提示文:
【文献】
NTT DOCOMO, Vodafone, Telecom Italia, China Mobile,Addition of Subscription Information for Selecting a Specific Network[online],3GPP TSG-SA WG2#99,3GPP,2013年 9月26日,S2-133538,section 4.3.8.3,検索日[2017.10.03],インターネット<URL:http://www.3gpp.org/ftp/tsg_sa/WG2_Arch/TSGS2_99_Xiamen/Docs/S2-133538.zip>
(58)【調査した分野】(Int.Cl.,DB名)
【発明を実施するための形態】
【0015】
(実施の形態1)
以下、図面を参照して本発明の実施の形態について説明する。
図1を用いて本発明の実施の形態1にかかる通信システムの構成例について説明する。
図1の通信システムは、コアネットワークシステム10、コアネットワークシステム20、基地局30及び通信端末40を有している。
【0016】
コアネットワークシステム10及びコアネットワークシステム20は、接続可能な通信端末40が制限されるコアネットワークシステムである。例えば、コアネットワークシステム10及びコアネットワークシステム20が企業毎に割り当てられたコアネットワークシステムである場合、接続可能な通信端末40は、それぞれの企業に所属するユーザが保持する通信端末であってもよい。つまり、通信端末40は、ユーザが属する企業に割り当てられたコアネットワークシステムのみに接続でき、他の企業に割り当てられたコアネットワークシステムには接続できないようにしてもよい。

問題 1:
記録のうち、「Guideline: mark the long」を含む行から「[[432, 225], [332, 155], [434, 228], [311, 185]]」を含む行まで（両端を含む）を、指示の行も含めてすべて書き直してください。解答に含まれる座標の数値だけをすべて2.6倍し、四捨五入で整数にしてください（0.5は切り上げ）。指示の行と書式見本の数値は変えないでください。

課題用資料:
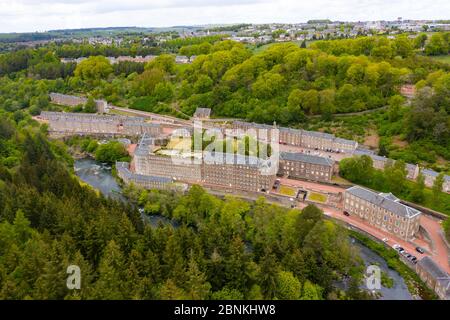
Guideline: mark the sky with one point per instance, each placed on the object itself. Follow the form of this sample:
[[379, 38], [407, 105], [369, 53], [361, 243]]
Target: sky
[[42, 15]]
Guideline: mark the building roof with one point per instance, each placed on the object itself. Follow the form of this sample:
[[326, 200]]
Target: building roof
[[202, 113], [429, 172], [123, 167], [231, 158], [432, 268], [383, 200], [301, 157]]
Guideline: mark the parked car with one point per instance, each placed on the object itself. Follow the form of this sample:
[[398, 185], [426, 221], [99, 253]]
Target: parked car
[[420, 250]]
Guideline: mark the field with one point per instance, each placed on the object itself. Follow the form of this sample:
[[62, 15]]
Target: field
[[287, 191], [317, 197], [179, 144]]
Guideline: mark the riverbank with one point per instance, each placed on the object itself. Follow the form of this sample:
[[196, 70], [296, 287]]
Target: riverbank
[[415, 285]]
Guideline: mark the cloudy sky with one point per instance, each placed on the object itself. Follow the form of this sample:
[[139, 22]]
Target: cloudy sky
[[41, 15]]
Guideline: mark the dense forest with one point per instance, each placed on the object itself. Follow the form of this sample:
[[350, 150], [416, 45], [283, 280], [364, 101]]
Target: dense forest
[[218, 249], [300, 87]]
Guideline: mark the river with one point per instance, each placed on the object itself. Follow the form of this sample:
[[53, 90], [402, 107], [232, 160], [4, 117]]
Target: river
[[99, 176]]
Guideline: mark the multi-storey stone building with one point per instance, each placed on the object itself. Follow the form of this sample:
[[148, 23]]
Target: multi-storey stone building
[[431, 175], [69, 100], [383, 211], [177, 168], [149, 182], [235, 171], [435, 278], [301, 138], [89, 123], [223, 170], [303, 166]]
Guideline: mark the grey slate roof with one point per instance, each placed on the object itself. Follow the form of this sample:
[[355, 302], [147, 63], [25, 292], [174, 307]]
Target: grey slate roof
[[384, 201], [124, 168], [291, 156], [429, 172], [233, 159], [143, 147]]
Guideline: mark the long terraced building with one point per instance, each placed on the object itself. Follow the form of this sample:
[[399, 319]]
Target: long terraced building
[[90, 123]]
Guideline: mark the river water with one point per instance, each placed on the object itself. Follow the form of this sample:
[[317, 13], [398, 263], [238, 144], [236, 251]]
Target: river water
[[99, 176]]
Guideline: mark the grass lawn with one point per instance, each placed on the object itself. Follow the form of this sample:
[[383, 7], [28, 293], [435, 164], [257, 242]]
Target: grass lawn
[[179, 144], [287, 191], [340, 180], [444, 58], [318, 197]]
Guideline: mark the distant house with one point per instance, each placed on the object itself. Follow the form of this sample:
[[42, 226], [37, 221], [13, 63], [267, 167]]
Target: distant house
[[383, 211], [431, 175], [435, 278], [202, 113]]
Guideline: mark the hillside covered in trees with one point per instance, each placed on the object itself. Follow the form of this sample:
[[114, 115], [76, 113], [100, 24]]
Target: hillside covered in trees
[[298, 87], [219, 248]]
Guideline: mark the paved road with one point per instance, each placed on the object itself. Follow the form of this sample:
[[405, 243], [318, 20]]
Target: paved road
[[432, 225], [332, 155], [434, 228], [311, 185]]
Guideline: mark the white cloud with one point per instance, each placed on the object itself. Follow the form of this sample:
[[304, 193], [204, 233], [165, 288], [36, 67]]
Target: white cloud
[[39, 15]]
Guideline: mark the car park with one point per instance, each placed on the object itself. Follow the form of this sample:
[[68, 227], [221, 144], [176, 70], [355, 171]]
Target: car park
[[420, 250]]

問題 2:
提示文について答えてください。
(a) 【文献】に挙げられた資料の文書番号は何ですか。
(b) 図1の通信システムは何を有していますか。
(c) コアネットワークシステム10及びコアネットワークシステム20は、どのようなコアネットワークシステムですか。

解答 1:
Guideline: mark the long terraced building with one point per instance, each placed on the object itself. Follow the form of this sample:
[[399, 319]]
Target: long terraced building
[[234, 320]]
Guideline: mark the river water with one point per instance, each placed on the object itself. Follow the form of this sample:
[[317, 13], [398, 263], [238, 144], [236, 251]]
Target: river water
[[257, 458]]
Guideline: mark the grass lawn with one point per instance, each placed on the object itself. Follow the form of this sample:
[[383, 7], [28, 293], [435, 164], [257, 242]]
Target: grass lawn
[[465, 374], [746, 497], [884, 468], [1154, 151], [827, 512]]
Guideline: mark the distant house with one point per instance, each placed on the object itself. Follow the form of this sample:
[[42, 226], [37, 221], [13, 63], [267, 167]]
Target: distant house
[[996, 549], [1121, 455], [1131, 723], [525, 294]]
Guideline: mark the hillside covered in trees with one point per instance, each placed on the object itself. Follow the form of this sample:
[[114, 115], [76, 113], [100, 24]]
Target: hillside covered in trees
[[775, 226], [569, 645]]
Guideline: mark the paved road with one point per instance, each placed on the object itself. Follow the form of this sample:
[[405, 243], [318, 20]]
Target: paved road
[[1123, 585], [863, 403], [1128, 593], [809, 481]]

解答 2:
(a) S2-133538
(b) コアネットワークシステム10、コアネットワークシステム20、基地局30及び通信端末40
(c) 接続可能な通信端末40が制限されるコアネットワークシステム